What is needed is an exact copy of every entry.
::: DATA SUPPLIED
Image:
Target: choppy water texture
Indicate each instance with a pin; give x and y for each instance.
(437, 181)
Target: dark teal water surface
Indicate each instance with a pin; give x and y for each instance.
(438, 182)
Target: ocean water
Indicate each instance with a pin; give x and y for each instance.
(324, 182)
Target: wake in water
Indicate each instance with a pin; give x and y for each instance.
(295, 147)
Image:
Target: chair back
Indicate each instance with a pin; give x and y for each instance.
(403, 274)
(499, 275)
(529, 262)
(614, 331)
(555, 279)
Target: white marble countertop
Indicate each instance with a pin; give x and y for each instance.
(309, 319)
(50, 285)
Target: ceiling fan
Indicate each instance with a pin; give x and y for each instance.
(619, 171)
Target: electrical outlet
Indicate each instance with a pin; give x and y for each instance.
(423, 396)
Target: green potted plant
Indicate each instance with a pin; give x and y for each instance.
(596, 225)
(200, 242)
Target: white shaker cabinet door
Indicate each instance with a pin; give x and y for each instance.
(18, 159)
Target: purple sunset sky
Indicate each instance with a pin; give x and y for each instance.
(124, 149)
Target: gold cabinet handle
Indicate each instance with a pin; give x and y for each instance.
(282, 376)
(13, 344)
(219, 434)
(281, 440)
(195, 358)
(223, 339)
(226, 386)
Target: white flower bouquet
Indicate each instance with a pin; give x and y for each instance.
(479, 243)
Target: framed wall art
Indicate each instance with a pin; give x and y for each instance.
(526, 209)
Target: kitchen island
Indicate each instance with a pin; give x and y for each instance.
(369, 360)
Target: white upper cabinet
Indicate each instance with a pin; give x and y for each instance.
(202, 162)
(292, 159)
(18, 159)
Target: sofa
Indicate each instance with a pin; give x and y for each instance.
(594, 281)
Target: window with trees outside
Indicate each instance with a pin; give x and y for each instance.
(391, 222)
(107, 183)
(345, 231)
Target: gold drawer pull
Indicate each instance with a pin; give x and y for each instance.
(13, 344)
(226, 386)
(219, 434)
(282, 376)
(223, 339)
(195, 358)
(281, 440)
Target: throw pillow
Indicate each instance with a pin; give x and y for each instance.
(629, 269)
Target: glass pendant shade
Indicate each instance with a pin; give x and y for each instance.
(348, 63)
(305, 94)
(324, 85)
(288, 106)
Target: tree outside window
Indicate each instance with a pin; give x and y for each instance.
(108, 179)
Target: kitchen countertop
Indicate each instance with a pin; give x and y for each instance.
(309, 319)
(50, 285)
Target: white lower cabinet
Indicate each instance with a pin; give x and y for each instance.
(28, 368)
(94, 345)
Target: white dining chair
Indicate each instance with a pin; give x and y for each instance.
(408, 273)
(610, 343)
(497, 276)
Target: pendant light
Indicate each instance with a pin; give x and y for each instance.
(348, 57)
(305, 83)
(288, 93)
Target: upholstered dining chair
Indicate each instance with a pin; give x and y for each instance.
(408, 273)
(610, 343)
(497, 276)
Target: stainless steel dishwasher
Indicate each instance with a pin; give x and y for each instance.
::::::
[RESULT FOR THIS TASK]:
Image:
Target: choppy water texture
Indicate each instance with a pin; give x and y for each instance.
(437, 181)
Target: dark teal water surface
Indicate each instance with a pin; give x and y for each instance.
(438, 182)
Target: ocean water
Indicate each instance with a pin; give x and y for each instance.
(324, 182)
Target: wake in water
Indicate each instance with a pin; give x and y for each instance.
(295, 147)
Image:
Target: chair back
Indicate each instance with a pin; give x and y for each instance.
(403, 274)
(499, 275)
(529, 262)
(614, 331)
(555, 279)
Target: white marble countertop
Indicate each instance with a pin; give x and y for each instance.
(309, 319)
(50, 285)
Target: ceiling fan
Indicate each instance with a pin; give x and y for each instance.
(619, 171)
Target: electrical outlet
Indicate each instance with a pin; give x and y for each instance.
(423, 396)
Target: green potted plant
Indicate each instance with a pin; give x and y for each instance.
(596, 225)
(200, 242)
Target: white shaker cabinet door
Indicate each instance with a pin; give x and y for each instance.
(18, 159)
Target: purple sunset sky
Indicate each instance with a pin; give x and y for each instance.
(124, 149)
Target: gold cabinet handle
Indicate each instance with a pin; give x and y for each instance.
(282, 376)
(13, 344)
(219, 434)
(281, 440)
(195, 358)
(223, 339)
(226, 386)
Target: white flower bouquet
Indicate each instance with a pin; give x and y for each instance.
(479, 243)
Target: framed wall art
Indicate each instance with a pin; give x and y for each instance.
(526, 209)
Target: kitchen island
Indicate each instance with a pin; give x and y for each instance.
(369, 360)
Target: white upper cabinet
Indicate each instance with a pin; give x and y for each instance.
(202, 162)
(292, 159)
(18, 159)
Target: sofa
Indicate each instance with a pin; give x and y for each instance.
(594, 281)
Target: window with trees outside
Indicate each instance with a pin; give x and y for each instance.
(391, 222)
(107, 183)
(345, 231)
Target: gold drawer pull
Indicate each instance with a pin; give x and y for each instance.
(13, 344)
(226, 386)
(219, 434)
(282, 376)
(223, 339)
(195, 358)
(281, 440)
Target: throw pillow
Indicate each instance with a pin; give x and y for each instance.
(629, 269)
Target: glass pendant shade
Indicate each instance with a pin; give x and y for each instance.
(348, 63)
(305, 94)
(324, 85)
(288, 106)
Target: tree outside window
Indicate each instance with a pin; give x and y for each instance.
(108, 179)
Target: kitchen countertop
Indicate each instance with a pin; give x and y for each instance.
(309, 319)
(50, 285)
Target: white lower cabinet
Indicate each instance with a pin; give x and y for each instance.
(28, 368)
(94, 345)
Target: white dining chair
Indicate each instance with a pin; give x and y for each instance.
(408, 273)
(610, 343)
(497, 276)
Target: pendant light
Indicate each instance with a pin; give x and y for each instance.
(348, 57)
(305, 83)
(288, 93)
Target: upholstered dining chair
Indicate each instance with a pin; give x and y for each instance.
(408, 273)
(610, 343)
(497, 276)
Target: stainless steel dishwasher
Indicate each instance with a pin; give x and y for each instance.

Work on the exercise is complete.